Interpolate_nonmatching gives wrong results

Dear all,

I am currently working on a geometry consisting on a set of connected beams arranged in a particular way. I need to define a normalized vector field which is parallel to the axis of each beam everywhere in the geometry. To do so I created two meshes: one for the full 3D body and a 1D mesh embedded in 3D space in which each beam is replaced by a straight line (sort of the skeleton of the structure). My idea is to use Jacobian to get the tangent in the 1D mesh and then interpolate it to the 3D mesh. However, when interpolating between the meshes, the interpolated vector field is wrong: while the original is always parallel to the 1D beams, the interpolated final field simply points at a single direction (see image):

The left figure is the correct vector field in the 1D mesh and the right figure is the incorrectly interpolated field in the 3D body mesh. Why is the vector field wrongly interpolated? Is there a better way to approach this? The dolfinx code (run in dolfinx_nightly through the docker image) is:

import dolfinx
import numpy as np
import ufl
from mpi4py import MPI
from basix.ufl import quadrature_element, element


mesh_name = 'pMM2x'

#Import Meshes from xdmf file 
with dolfinx.io.XDMFFile(MPI.COMM_WORLD, mesh_name+".xdmf", 'r') as xdmf_infile:
    body = xdmf_infile.read_mesh(name = 'Grid')

▶ What is needed:
Extract the entire forum post, keeping every character unchanged. Rely only on the forum post above.

▶ Material shown:
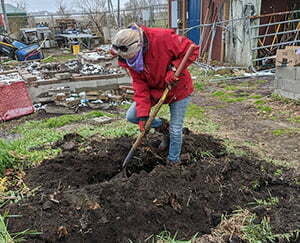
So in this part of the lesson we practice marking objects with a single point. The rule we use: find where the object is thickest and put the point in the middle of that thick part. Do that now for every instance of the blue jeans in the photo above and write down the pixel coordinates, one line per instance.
(177, 110)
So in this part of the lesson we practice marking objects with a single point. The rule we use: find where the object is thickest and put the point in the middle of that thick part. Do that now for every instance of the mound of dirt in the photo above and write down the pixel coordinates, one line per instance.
(82, 198)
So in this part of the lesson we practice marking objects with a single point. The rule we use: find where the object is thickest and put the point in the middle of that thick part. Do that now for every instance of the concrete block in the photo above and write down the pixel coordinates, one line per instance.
(290, 85)
(286, 73)
(286, 94)
(63, 76)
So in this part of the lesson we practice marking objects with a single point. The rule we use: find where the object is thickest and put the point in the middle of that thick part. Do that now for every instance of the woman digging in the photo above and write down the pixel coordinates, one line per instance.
(152, 55)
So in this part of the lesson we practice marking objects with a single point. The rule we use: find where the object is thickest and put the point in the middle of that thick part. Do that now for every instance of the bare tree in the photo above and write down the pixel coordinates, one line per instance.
(95, 10)
(21, 4)
(62, 7)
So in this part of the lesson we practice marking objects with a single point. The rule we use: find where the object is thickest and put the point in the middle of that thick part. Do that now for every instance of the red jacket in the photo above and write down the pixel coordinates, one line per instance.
(164, 47)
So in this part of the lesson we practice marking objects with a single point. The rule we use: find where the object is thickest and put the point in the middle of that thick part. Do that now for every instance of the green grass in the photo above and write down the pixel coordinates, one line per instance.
(111, 130)
(234, 100)
(285, 131)
(21, 153)
(254, 232)
(264, 108)
(277, 97)
(7, 237)
(60, 121)
(230, 97)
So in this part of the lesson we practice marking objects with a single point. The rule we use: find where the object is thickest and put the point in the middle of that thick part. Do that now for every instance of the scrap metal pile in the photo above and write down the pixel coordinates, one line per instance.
(44, 71)
(103, 99)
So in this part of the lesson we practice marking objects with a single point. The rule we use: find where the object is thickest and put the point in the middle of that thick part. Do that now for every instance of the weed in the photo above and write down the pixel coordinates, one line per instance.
(199, 86)
(166, 237)
(254, 232)
(255, 184)
(6, 159)
(277, 97)
(260, 102)
(278, 172)
(232, 148)
(272, 201)
(295, 119)
(255, 96)
(195, 111)
(219, 93)
(261, 81)
(234, 100)
(206, 154)
(230, 88)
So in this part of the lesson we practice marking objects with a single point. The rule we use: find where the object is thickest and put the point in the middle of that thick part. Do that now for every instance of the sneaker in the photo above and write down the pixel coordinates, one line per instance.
(164, 143)
(173, 163)
(164, 128)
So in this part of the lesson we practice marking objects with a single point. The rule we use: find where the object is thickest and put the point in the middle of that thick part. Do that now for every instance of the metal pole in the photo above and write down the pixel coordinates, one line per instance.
(119, 23)
(6, 24)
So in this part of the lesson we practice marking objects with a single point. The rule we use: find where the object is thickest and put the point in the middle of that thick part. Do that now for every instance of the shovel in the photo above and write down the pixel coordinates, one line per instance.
(156, 109)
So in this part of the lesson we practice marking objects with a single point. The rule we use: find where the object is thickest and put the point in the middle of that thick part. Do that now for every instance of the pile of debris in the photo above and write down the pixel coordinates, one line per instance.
(44, 71)
(64, 96)
(97, 56)
(288, 57)
(8, 78)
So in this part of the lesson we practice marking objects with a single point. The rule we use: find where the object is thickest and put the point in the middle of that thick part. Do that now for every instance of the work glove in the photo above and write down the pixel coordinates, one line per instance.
(171, 79)
(142, 123)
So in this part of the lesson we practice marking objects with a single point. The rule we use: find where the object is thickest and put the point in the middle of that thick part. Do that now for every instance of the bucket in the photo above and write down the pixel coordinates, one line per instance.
(76, 49)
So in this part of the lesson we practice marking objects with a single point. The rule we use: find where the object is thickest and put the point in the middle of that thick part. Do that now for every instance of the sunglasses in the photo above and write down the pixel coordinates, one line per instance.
(123, 48)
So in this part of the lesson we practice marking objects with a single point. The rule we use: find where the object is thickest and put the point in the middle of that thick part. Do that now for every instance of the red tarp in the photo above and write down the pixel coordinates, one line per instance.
(14, 101)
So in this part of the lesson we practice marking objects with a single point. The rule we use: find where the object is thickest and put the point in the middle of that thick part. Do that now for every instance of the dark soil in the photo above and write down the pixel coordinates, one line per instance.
(83, 197)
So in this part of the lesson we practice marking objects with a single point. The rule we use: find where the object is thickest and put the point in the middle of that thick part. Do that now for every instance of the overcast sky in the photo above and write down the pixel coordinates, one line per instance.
(45, 5)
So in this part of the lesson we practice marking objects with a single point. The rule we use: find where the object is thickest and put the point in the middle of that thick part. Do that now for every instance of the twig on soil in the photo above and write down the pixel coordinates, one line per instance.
(51, 198)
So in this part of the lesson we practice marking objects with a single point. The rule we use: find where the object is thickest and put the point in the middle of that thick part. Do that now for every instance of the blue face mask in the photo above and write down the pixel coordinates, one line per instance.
(137, 63)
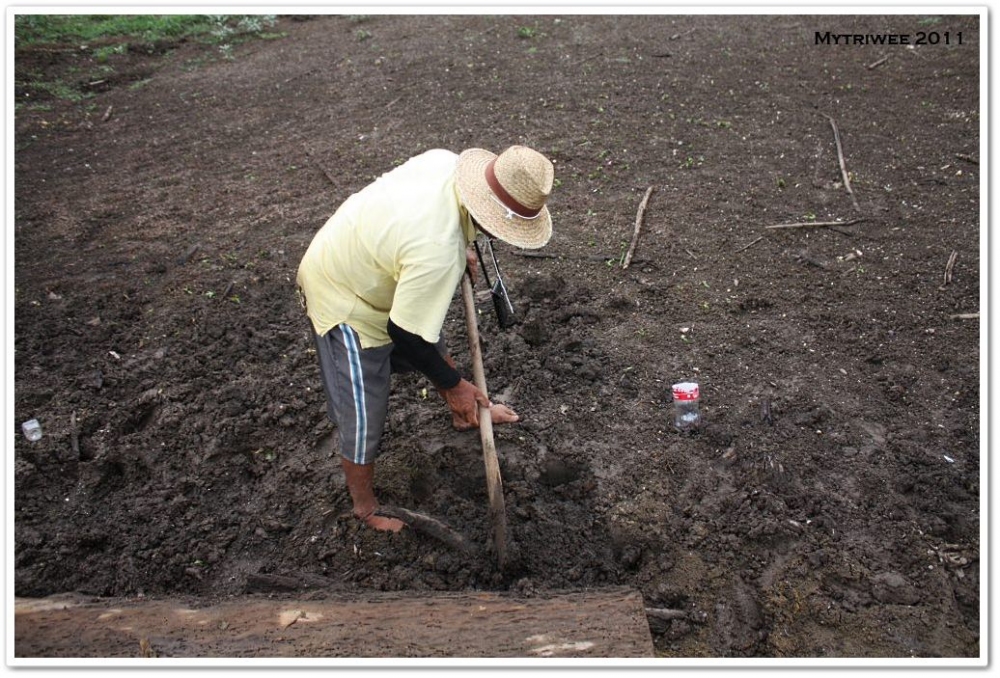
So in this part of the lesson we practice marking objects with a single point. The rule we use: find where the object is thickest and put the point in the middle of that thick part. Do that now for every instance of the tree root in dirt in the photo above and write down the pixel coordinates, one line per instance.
(430, 526)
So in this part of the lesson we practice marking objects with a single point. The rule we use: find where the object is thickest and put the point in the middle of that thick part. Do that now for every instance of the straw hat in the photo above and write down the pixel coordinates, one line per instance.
(506, 193)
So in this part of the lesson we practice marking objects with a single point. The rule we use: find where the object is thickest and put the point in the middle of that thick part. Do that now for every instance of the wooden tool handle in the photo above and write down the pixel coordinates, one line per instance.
(494, 484)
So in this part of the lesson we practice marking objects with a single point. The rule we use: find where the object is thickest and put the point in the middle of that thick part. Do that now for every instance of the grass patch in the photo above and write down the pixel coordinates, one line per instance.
(106, 37)
(34, 29)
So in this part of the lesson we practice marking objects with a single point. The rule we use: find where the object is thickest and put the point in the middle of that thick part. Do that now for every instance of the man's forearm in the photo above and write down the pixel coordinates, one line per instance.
(424, 356)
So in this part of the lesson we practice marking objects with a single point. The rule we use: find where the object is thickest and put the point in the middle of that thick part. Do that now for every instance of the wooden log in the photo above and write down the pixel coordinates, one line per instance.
(609, 623)
(494, 484)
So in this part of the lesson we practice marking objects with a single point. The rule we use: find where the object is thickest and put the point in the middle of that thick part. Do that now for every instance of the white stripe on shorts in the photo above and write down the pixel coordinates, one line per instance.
(358, 390)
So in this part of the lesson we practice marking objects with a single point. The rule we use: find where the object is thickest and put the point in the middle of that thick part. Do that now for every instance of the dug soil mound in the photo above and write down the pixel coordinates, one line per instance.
(830, 504)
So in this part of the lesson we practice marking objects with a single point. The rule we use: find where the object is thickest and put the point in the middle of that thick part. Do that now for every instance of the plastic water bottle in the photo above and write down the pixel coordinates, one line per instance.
(32, 430)
(687, 415)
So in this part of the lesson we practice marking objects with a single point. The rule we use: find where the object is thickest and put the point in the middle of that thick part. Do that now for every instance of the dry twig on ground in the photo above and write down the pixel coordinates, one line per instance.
(843, 163)
(638, 227)
(949, 268)
(815, 224)
(751, 243)
(875, 64)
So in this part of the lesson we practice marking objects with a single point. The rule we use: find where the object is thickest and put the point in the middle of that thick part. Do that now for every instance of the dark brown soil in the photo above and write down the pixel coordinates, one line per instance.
(830, 506)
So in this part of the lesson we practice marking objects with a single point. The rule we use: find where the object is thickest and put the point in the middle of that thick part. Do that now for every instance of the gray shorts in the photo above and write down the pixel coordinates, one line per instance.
(356, 382)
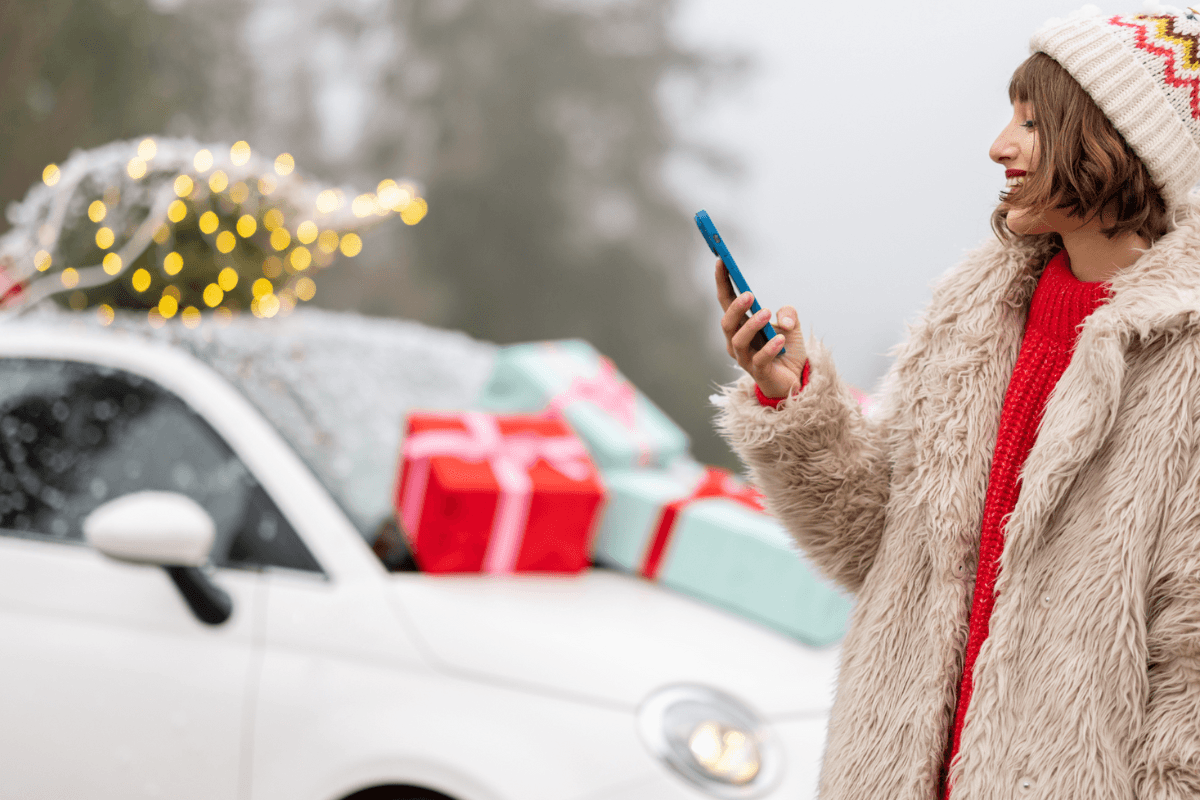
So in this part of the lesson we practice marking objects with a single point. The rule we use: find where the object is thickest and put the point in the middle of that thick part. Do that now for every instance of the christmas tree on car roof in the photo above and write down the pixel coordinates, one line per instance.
(179, 229)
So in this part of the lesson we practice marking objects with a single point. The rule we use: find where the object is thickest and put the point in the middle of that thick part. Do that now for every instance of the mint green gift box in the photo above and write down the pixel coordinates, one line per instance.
(621, 426)
(720, 552)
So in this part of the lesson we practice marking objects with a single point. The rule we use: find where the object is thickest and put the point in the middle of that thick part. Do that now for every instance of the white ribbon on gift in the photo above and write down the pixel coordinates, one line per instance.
(612, 395)
(510, 457)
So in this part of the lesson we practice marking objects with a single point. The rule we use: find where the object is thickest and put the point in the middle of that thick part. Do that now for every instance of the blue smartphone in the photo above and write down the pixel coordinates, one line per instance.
(715, 244)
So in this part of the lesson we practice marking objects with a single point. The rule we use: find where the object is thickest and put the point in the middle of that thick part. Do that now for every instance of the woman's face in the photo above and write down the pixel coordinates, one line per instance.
(1017, 150)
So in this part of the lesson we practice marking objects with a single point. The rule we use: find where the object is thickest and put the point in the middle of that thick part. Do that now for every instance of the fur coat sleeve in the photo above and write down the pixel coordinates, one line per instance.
(817, 439)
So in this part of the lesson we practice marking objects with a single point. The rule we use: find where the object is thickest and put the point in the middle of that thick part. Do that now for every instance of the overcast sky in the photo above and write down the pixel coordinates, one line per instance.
(864, 132)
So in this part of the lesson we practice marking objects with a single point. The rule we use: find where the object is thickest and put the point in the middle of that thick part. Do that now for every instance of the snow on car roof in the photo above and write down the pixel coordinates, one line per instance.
(336, 385)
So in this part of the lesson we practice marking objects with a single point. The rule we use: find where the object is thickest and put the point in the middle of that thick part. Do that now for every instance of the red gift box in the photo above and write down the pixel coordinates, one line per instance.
(496, 494)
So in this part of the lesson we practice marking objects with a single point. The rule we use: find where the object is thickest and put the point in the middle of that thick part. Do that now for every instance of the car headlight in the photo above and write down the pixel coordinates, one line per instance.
(712, 740)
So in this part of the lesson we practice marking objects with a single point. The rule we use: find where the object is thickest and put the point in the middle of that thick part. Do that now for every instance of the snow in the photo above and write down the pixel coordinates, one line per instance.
(336, 385)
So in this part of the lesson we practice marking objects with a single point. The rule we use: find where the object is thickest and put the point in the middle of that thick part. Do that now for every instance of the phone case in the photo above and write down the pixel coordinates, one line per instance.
(715, 244)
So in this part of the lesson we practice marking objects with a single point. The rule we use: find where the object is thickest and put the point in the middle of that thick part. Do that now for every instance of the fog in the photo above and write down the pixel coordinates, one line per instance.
(863, 136)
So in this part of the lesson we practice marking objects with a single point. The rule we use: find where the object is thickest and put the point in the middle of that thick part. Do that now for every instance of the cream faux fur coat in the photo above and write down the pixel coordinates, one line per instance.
(1089, 684)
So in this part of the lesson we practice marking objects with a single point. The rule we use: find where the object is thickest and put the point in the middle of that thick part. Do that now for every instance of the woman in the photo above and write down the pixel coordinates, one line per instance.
(1020, 516)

▶ Output for this exercise:
Interpolate_nonmatching gives wrong results

Dear all,

I am currently working on a geometry consisting on a set of connected beams arranged in a particular way. I need to define a normalized vector field which is parallel to the axis of each beam everywhere in the geometry. To do so I created two meshes: one for the full 3D body and a 1D mesh embedded in 3D space in which each beam is replaced by a straight line (sort of the skeleton of the structure). My idea is to use Jacobian to get the tangent in the 1D mesh and then interpolate it to the 3D mesh. However, when interpolating between the meshes, the interpolated vector field is wrong: while the original is always parallel to the 1D beams, the interpolated final field simply points at a single direction (see image):

The left figure is the correct vector field in the 1D mesh and the right figure is the incorrectly interpolated field in the 3D body mesh. Why is the vector field wrongly interpolated? Is there a better way to approach this? The dolfinx code (run in dolfinx_nightly through the docker image) is:

import dolfinx
import numpy as np
import ufl
from mpi4py import MPI
from basix.ufl import quadrature_element, element


mesh_name = 'pMM2x'

#Import Meshes from xdmf file 
with dolfinx.io.XDMFFile(MPI.COMM_WORLD, mesh_name+".xdmf", 'r') as xdmf_infile:
    body = xdmf_infile.read_mesh(name = 'Grid')